___ Study material

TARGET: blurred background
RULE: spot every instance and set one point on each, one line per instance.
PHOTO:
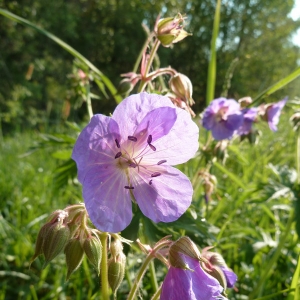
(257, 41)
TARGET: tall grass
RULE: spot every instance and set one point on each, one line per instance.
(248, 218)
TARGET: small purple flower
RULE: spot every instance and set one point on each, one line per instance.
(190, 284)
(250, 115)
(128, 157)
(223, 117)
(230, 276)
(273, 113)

______
___ Study material

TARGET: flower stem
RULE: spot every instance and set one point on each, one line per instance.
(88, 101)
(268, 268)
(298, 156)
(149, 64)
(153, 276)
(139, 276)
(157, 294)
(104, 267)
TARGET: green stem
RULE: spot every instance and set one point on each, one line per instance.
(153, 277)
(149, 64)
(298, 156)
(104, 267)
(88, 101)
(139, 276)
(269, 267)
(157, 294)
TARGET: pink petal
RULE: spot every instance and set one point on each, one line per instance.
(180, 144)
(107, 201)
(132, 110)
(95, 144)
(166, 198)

______

Aim of the exercise: Copy each line above holding "flower".

Answer to the problem:
TARGET: small purple flower
TARGET: flower stem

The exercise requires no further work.